Print the data that follows exactly as it stands, from its first line through the line containing "Task: Could you identify the orange", and stop there.

*** Begin section ***

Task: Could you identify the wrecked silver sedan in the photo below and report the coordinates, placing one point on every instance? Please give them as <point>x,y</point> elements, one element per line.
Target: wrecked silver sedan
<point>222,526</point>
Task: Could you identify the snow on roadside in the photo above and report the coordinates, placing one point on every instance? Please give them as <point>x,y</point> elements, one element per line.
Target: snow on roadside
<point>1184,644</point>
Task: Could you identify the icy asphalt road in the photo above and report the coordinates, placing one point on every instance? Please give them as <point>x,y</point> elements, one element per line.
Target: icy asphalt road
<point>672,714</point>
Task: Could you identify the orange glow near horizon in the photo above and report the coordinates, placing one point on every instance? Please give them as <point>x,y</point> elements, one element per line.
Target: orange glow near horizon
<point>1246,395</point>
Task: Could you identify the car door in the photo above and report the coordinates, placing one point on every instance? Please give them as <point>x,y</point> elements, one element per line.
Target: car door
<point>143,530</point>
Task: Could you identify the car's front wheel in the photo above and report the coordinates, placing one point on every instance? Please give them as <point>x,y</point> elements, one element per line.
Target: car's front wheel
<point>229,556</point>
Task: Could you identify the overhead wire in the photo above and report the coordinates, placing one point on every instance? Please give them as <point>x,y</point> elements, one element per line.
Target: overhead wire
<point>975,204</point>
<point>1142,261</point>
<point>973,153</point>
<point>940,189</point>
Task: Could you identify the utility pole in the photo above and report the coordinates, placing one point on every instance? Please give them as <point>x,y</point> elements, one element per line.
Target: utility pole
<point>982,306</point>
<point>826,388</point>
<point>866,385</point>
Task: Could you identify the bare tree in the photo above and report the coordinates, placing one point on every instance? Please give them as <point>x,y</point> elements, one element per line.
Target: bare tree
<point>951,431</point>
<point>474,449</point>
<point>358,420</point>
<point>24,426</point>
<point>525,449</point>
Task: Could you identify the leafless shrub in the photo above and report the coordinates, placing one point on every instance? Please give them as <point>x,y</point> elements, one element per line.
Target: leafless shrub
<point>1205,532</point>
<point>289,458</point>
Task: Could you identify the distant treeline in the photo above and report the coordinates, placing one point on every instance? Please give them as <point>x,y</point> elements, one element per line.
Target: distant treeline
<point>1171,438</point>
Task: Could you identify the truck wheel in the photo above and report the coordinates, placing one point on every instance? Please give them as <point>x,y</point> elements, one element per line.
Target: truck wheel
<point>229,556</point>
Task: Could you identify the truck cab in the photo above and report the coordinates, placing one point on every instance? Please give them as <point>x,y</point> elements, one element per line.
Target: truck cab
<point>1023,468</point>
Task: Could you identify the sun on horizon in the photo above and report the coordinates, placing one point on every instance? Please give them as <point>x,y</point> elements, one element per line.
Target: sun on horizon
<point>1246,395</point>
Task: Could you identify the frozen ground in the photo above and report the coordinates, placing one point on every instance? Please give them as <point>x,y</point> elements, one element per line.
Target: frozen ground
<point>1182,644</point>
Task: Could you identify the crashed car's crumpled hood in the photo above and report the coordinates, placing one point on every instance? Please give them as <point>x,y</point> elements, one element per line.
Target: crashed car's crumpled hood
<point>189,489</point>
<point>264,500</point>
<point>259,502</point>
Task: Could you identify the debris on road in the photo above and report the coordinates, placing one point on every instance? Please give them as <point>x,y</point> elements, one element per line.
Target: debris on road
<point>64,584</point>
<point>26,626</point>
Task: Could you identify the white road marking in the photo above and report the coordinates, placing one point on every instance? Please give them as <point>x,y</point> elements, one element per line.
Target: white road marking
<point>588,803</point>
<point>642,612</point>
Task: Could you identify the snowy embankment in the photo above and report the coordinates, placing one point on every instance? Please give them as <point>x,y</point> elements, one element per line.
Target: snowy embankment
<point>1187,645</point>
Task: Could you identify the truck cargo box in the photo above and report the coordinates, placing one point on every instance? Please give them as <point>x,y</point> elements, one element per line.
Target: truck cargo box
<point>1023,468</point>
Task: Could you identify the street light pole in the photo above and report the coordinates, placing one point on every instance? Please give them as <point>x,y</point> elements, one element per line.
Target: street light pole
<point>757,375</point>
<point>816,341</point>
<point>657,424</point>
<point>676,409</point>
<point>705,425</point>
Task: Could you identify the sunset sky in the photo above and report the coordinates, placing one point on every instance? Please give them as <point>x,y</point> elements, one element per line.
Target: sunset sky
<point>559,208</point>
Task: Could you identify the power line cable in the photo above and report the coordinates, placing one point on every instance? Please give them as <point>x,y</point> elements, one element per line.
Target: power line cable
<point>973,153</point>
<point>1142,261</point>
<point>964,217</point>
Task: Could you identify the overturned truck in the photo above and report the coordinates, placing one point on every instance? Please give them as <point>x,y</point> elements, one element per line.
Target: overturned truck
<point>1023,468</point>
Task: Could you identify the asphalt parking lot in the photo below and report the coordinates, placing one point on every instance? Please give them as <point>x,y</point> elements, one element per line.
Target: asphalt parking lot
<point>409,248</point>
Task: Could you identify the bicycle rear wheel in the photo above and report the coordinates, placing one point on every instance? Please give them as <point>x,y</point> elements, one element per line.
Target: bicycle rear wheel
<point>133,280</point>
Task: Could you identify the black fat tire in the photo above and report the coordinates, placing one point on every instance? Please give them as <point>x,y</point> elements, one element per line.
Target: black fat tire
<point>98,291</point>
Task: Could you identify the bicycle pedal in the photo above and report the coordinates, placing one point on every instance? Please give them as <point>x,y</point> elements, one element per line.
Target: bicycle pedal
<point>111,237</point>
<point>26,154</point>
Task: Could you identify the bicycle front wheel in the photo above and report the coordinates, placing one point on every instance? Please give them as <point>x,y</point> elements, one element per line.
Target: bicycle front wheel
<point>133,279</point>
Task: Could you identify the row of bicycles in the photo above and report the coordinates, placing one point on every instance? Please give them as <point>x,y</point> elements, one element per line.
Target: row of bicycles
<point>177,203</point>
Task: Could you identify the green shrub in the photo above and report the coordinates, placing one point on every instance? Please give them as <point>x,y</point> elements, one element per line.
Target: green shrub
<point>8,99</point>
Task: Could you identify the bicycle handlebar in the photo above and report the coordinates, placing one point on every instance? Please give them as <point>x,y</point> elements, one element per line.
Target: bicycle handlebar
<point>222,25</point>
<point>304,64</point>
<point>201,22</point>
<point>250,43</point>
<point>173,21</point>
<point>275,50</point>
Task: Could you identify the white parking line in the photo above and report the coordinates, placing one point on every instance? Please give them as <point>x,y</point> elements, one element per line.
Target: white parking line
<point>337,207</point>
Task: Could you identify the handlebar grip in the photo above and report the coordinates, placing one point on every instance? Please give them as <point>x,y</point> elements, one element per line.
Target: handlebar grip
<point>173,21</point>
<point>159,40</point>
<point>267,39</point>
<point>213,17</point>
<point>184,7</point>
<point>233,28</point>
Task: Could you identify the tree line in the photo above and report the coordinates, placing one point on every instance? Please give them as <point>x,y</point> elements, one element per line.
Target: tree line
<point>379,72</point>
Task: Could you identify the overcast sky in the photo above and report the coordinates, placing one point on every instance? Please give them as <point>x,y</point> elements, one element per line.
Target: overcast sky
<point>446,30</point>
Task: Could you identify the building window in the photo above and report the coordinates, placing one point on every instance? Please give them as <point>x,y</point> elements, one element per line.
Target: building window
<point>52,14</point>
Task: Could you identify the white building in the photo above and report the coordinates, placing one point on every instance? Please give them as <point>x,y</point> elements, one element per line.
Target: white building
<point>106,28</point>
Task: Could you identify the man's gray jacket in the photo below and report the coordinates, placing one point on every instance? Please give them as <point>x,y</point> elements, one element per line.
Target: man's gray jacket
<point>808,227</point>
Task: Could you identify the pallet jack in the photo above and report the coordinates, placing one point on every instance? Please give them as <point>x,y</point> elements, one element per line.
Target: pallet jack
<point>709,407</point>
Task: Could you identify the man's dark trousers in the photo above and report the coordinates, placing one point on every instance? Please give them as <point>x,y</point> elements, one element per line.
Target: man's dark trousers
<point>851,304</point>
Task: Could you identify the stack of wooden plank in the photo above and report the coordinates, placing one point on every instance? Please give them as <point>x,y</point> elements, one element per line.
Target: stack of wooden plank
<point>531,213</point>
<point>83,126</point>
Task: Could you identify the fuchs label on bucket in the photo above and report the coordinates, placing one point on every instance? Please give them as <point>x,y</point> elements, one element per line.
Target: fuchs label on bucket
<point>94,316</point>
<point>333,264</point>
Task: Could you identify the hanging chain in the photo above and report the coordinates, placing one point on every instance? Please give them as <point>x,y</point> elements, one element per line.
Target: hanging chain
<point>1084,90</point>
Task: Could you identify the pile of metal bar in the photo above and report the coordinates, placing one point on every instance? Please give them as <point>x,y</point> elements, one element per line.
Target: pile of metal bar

*** End section ***

WRITTEN SOLUTION:
Task: Could you identify the wrecked silver sedan in the photo below and report the coordinates, placing one point on every instance? Please give them as <point>x,y</point> elements, one element per line.
Target: wrecked silver sedan
<point>222,526</point>
Task: Could you identify the snow on roadside in the photo above and report the coordinates, placing one point on every instance? Please give them as <point>x,y</point> elements, one element per line.
Target: snow on roadside
<point>1184,644</point>
Task: Could you identify the icy asphalt road in the photo above and report the coordinates, placing one point on every instance? Please give them as <point>x,y</point> elements, one element per line.
Target: icy asphalt road
<point>672,714</point>
Task: Could you identify the orange glow near horizon in the photo above and report the coordinates, placing one point on every instance? Please give them as <point>x,y</point> elements, one element per line.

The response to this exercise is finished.